↓↓↓

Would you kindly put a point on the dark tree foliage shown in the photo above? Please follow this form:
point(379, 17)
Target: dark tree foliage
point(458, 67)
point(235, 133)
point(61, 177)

↑↑↑

* **Task item**:
The records above must each be restated exactly as they stand.

* **Task answer**:
Would you kindly put a point on the dark tree foliage shown in the photo above? Please follow this form:
point(379, 17)
Target: dark tree foliage
point(458, 67)
point(235, 133)
point(61, 177)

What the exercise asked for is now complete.